EXERCISE DIRECTIONS:
Everything from the line containing "Drop a point on every instance of the jacket shoulder, written" to the last line of the records must be returned verbatim; nothing else belongs in the output.

--- START OF SOURCE MATERIAL ---

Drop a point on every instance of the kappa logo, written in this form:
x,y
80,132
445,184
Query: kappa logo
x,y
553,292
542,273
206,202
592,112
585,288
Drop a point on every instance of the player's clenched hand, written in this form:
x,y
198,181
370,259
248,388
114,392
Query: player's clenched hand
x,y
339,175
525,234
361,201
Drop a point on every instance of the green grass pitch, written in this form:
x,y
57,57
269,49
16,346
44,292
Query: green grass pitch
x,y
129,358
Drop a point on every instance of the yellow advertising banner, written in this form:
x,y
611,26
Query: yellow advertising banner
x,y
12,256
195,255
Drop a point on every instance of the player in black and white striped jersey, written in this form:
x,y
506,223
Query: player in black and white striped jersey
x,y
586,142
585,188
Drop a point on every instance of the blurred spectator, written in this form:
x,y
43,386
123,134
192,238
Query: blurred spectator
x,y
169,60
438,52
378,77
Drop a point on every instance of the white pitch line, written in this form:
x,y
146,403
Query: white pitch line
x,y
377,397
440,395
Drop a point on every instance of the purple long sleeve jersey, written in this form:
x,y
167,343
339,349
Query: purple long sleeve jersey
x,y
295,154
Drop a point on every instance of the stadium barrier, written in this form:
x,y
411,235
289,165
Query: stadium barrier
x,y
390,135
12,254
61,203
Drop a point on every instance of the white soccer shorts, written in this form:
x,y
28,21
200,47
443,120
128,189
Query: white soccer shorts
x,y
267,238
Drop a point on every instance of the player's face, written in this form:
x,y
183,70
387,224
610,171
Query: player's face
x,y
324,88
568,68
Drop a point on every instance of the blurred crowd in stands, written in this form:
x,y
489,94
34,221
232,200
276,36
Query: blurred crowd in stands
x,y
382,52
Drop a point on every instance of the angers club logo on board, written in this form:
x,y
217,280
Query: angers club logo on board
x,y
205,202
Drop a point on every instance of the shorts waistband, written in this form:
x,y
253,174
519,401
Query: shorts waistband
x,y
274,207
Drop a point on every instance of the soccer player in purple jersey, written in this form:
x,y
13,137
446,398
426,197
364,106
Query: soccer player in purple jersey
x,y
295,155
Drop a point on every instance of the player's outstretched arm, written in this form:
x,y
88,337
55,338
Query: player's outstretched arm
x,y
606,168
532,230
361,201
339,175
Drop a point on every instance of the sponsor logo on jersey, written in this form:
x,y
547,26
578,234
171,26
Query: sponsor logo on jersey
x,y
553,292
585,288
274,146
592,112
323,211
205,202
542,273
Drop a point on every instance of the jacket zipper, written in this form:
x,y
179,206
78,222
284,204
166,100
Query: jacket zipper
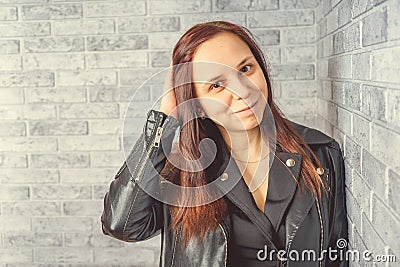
x,y
226,243
155,143
284,262
322,232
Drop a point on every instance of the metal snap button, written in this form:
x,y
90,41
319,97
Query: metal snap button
x,y
290,162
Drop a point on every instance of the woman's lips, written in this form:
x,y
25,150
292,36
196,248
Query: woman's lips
x,y
248,108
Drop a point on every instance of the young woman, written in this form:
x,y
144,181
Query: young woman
x,y
283,199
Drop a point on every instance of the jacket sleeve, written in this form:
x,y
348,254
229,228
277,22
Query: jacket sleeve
x,y
130,212
338,234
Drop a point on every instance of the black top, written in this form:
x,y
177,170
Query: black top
x,y
248,239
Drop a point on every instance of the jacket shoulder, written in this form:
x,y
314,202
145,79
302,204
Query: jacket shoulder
x,y
312,136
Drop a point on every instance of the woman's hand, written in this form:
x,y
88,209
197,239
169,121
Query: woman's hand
x,y
168,101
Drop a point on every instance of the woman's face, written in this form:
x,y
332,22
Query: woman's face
x,y
228,79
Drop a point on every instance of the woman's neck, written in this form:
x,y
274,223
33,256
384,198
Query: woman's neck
x,y
245,146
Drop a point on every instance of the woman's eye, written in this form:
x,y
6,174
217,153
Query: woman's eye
x,y
246,68
216,85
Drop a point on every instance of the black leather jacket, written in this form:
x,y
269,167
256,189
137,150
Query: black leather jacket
x,y
132,215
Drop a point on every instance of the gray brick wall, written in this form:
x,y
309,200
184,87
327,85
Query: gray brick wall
x,y
69,69
358,96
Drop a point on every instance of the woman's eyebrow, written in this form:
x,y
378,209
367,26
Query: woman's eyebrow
x,y
238,65
243,61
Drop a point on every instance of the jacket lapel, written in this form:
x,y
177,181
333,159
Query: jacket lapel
x,y
232,185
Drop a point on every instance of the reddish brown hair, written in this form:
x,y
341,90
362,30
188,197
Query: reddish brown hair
x,y
197,221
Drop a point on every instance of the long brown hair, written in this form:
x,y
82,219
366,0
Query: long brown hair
x,y
197,221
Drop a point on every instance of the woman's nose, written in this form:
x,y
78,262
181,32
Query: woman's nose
x,y
240,89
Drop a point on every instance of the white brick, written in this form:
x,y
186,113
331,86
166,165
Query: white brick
x,y
83,27
117,60
27,112
280,18
22,29
13,192
63,255
87,77
8,13
61,192
93,110
53,12
385,65
12,129
67,94
117,9
13,160
32,208
28,176
381,140
26,79
62,224
88,176
89,143
10,62
60,160
11,95
16,255
54,62
15,224
27,144
158,7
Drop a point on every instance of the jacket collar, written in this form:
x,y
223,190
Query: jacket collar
x,y
231,184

--- END OF SOURCE MATERIAL ---

EXPECTED ANSWER:
Drop a point on every instance of the jacket shoulder, written in this form:
x,y
314,202
145,79
302,204
Query: jacket shoulder
x,y
312,136
Drop a point on every instance of the woman's hand, written in this form:
x,y
88,209
197,239
169,121
Query: woman's hand
x,y
168,101
Drop a point on every instance of the woman's face, written in this form:
x,y
332,22
Query: woman's face
x,y
228,79
Drop a point on every instance of the woman's neck, written in this form:
x,y
274,223
33,256
384,198
Query: woman's neck
x,y
245,146
Drop a point on every instance of the woman's eye, written in this form:
x,y
6,174
217,153
Query: woman's eye
x,y
246,68
216,85
Drop a point on every instance of the black leather jacket, written in this form:
x,y
269,167
256,189
137,150
Query: black leather jacket
x,y
132,215
Drop a point on every instance of the gray brick wall, written in this form:
x,y
309,200
184,87
327,85
Query: gray brick wall
x,y
69,69
358,96
Drop a point on every instance of the woman's eyebrow, written in this form:
x,y
378,209
367,26
Query: woman's eyebrow
x,y
238,65
243,61
Drop a point on every instance of the jacket lapel, written in this form:
x,y
177,181
333,159
Query: jacket lapel
x,y
232,185
Drop a point on every instance of the reddish brown hair, written in this form:
x,y
341,90
362,30
188,197
Query: reddish brown hair
x,y
197,221
Drop a point on every instance of the long brown hair, written in this form:
x,y
82,219
366,0
Query: long brown hair
x,y
197,221
Drop a point on every instance of the woman's nose, written in this form:
x,y
78,262
181,32
Query: woman's nose
x,y
240,89
Drop a point on every instance of the white brick, written in this form:
x,y
186,113
331,86
166,165
Query: white brick
x,y
83,27
117,60
27,112
280,18
22,29
13,192
63,255
87,77
8,13
61,192
93,110
53,12
385,65
12,129
67,94
117,9
13,160
32,208
28,176
381,140
26,79
62,224
88,176
89,143
10,62
60,160
11,95
16,255
54,62
15,224
27,144
158,7
Drop a point on every instance of the jacket collar, written in this form:
x,y
223,190
Query: jacket collar
x,y
231,184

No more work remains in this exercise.